---- DOCUMENT EXTRACT

CPAP and Asthma: What I’ve Learned Living With Both Conditions

cpap and asthma

I’ve had asthma my entire life. It has just always been there, part of the background noise of breathing. My brother has it too, so it probably runs in my family.

So when I was diagnosed with severe obstructive sleep apnea more than a decade ago with an AHI of 51, I didn’t immediately think about the two conditions as related. I thought of them as separate problems. The sleep apnea was new and alarming. The asthma was just old and familiar.

What I’ve come to understand since then is that the two conditions are more intertwined than they might seem, and that CPAP therapy, the treatment that changed my life on the sleep apnea side of things, has some real and interesting implications for people who also live with asthma. I want to share what the research says about sleep apnea and asthma, and where my own experience fits in.

A reminder before we go further: I have a background in computer science, not medicine. Nothing here should be taken as medical advice. If you are managing both asthma and sleep apnea, your doctor and your sleep specialist are the right people to guide your treatment plan. What I can offer is a patient’s perspective and a reasonably careful read of the available evidence.

Are sleep apnea and asthma related?

It might surprise you how commonly asthma and obstructive sleep apnea occur together. A 2015 study in JAMA, drawing on the long-running Wisconsin Sleep Cohort, followed adults who were free of sleep apnea at the start and tracked who developed it over time. Over the first four-year window, 27 percent of people with asthma developed obstructive sleep apnea, compared with 16 percent of people without asthma, and longer asthma duration was tied to higher risk. In other words, asthma appears to raise the odds of later developing sleep apnea.

Researchers describe the broader relationship as bidirectional, which is a careful way of saying that having one condition raises your odds of the other, and that when both are present, each tends to worsen the other. A 2023 review in the Journal of Clinical Medicine that summarized the current evidence reached the same conclusion, noting that the prevalence of sleep apnea climbs as asthma severity increases. You can read that review through the National Library of Medicine.

Researchers are still working out the exact reasons for this overlap, but several mechanisms appear to be at play. Asthma is often accompanied by allergic rhinitis, which causes nasal congestion and obstruction. That congestion can push you toward mouth breathing, reduce airflow through the upper airway, and increase the likelihood of the airway collapsing during sleep, which is essentially what obstructive sleep apnea is.

--------

§ **USING THE INFORMATION**
- 1) From the CPAP and asthma article, write out the passage starting at "What I’ve come" and ending at "the available evidence.".
- 2) Answer these questions from the CPAP and asthma article:
(a) What AHI did the writer have at the sleep apnea diagnosis?
(b) In the 2015 study's first four-year window, what percent of people with asthma developed obstructive sleep apnea?
(c) What condition often comes with asthma and causes nasal congestion?
- 3) Say whether each statement agrees with the CPAP and asthma article, giving yes or no and quoting the words that decide it:
(a) The writer has a background in medicine.
(b) The writer's brother also has asthma.
(c) The 2023 review appeared in JAMA.

---- SOURCE MATERIAL

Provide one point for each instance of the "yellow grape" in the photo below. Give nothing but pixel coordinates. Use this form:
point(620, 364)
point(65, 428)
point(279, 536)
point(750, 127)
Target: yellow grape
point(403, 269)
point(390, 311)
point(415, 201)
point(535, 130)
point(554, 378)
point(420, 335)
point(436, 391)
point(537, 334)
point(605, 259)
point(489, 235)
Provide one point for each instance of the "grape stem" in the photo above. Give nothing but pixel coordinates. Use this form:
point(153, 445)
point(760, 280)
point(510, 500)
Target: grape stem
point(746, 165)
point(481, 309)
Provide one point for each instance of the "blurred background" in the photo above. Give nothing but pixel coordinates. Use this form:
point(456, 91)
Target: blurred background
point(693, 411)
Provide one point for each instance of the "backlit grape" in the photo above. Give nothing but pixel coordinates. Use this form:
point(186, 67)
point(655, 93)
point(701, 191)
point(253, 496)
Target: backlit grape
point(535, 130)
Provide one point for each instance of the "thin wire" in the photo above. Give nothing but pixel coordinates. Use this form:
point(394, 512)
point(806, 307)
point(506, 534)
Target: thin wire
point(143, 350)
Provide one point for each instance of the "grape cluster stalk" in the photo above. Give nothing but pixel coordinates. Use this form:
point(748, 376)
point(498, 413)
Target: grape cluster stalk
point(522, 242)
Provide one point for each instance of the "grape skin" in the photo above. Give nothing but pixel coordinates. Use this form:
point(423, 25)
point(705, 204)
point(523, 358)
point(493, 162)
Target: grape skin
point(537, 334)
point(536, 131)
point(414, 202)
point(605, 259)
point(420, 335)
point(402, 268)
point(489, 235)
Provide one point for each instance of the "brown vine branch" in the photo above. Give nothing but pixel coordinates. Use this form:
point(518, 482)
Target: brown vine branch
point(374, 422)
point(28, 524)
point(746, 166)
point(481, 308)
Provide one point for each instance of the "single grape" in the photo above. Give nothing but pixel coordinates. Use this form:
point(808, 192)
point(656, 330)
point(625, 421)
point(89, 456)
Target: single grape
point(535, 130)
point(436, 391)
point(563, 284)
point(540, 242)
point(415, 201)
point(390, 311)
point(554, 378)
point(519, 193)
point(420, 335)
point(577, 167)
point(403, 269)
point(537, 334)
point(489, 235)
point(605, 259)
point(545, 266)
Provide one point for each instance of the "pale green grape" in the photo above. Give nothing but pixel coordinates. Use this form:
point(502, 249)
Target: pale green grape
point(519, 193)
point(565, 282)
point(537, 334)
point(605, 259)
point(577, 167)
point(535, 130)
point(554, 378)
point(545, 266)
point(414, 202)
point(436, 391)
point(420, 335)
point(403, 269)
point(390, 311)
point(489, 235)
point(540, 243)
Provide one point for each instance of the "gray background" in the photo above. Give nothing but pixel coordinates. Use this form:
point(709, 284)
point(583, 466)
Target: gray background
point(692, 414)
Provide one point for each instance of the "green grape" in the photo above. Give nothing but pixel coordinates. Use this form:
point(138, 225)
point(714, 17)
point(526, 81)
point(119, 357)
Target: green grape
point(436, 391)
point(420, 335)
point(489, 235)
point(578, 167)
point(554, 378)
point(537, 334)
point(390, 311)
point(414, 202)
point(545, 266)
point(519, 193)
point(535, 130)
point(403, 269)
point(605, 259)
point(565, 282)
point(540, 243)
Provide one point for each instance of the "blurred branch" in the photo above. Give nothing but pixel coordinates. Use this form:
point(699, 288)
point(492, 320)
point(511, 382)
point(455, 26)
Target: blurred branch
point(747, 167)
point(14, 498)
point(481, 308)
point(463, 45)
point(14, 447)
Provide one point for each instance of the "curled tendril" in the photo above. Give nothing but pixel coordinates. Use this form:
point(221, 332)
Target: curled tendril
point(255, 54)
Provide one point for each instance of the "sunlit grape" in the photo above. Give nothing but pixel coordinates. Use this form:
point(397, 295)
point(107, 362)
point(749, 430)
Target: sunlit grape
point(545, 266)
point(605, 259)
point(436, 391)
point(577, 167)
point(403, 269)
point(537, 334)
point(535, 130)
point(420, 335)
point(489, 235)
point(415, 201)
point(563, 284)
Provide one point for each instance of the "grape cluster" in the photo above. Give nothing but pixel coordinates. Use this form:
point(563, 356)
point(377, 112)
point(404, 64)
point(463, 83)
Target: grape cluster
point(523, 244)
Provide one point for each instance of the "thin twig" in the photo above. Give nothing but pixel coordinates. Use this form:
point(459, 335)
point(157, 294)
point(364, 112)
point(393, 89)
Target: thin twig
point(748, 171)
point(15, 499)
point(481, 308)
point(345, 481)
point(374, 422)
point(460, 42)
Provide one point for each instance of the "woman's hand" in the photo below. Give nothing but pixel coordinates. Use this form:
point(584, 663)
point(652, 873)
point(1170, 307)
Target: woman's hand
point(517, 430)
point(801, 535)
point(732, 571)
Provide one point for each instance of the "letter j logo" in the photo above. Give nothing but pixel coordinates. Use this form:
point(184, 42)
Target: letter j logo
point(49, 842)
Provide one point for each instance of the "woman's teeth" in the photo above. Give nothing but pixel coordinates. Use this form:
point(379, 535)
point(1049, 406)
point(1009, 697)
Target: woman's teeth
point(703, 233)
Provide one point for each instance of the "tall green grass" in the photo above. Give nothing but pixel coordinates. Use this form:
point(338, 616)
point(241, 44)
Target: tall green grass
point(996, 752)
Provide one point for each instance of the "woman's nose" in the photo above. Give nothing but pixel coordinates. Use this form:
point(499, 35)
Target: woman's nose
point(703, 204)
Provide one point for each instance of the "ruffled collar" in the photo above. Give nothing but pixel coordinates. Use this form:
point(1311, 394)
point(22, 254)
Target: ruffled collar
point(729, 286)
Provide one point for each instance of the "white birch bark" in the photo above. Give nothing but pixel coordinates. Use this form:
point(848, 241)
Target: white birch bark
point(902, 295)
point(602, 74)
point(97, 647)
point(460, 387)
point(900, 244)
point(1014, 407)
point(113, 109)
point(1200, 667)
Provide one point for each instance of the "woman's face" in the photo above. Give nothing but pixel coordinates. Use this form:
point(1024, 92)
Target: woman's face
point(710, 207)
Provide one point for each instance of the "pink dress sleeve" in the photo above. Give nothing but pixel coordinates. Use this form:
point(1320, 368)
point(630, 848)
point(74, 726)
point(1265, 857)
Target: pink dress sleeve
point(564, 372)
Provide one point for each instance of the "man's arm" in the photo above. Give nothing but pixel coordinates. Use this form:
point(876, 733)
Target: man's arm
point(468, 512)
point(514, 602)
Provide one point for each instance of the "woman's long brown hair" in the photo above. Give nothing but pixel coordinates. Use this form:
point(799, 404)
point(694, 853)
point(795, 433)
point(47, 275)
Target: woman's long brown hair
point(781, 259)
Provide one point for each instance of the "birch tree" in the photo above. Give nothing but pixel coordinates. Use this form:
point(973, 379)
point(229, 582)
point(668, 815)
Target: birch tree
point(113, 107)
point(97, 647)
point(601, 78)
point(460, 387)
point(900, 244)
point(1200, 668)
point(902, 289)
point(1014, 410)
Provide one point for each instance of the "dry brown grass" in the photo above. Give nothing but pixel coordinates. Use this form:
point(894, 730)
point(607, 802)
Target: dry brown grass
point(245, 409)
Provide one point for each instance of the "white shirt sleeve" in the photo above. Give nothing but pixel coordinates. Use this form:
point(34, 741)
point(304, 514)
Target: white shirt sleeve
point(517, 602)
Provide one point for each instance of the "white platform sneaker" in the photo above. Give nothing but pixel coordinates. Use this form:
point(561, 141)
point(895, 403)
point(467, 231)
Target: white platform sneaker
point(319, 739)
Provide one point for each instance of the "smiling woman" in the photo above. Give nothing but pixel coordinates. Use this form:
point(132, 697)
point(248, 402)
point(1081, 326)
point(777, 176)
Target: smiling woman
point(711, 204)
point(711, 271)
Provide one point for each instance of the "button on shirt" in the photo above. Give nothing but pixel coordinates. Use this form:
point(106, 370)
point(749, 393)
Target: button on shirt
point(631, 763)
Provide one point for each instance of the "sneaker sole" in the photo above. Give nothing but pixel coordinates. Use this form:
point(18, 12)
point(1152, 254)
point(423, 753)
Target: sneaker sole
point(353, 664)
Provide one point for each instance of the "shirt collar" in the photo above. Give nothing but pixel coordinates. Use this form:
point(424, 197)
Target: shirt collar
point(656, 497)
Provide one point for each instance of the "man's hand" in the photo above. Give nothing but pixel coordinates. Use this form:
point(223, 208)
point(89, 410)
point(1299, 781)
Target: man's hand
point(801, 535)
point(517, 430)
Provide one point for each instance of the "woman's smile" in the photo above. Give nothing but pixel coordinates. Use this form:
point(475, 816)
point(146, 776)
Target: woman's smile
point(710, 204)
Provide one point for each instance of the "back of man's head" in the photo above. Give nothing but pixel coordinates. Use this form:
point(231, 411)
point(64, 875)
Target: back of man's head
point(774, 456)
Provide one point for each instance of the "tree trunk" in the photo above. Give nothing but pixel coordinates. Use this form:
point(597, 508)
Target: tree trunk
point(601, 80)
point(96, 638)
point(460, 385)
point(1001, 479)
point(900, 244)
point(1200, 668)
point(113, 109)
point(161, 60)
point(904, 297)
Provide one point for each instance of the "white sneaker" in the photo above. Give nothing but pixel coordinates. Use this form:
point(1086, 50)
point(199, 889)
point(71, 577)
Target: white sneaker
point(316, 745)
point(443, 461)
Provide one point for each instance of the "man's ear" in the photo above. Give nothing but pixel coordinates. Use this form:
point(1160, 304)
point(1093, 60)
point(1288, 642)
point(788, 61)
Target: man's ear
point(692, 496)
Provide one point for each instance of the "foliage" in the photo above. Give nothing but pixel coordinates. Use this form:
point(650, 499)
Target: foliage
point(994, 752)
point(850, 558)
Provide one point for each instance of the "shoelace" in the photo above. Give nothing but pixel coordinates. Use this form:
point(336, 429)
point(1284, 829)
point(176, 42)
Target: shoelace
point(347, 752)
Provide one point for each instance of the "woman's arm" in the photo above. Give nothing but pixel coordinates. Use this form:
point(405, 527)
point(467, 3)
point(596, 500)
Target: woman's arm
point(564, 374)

--------

§ **SOLUTIONS TO EACH TASK**
- 1)
What I’ve come to understand since then is that the two conditions are more intertwined than they might seem, and that CPAP therapy, the treatment that changed my life on the sleep apnea side of things, has some real and interesting implications for people who also live with asthma. I want to share what the research says about sleep apnea and asthma, and where my own experience fits in.

A reminder before we go further: I have a background in computer science, not medicine. Nothing here should be taken as medical advice. If you are managing both asthma and sleep apnea, your doctor and your sleep specialist are the right people to guide your treatment plan. What I can offer is a patient’s perspective and a reasonably careful read of the available evidence.

- 2)
(a) 51
(b) 27 percent
(c) Allergic rhinitis

- 3)
(a) No: "I have a background in computer science, not medicine."
(b) Yes: "My brother has it too"
(c) No: "A 2023 review in the Journal of Clinical Medicine"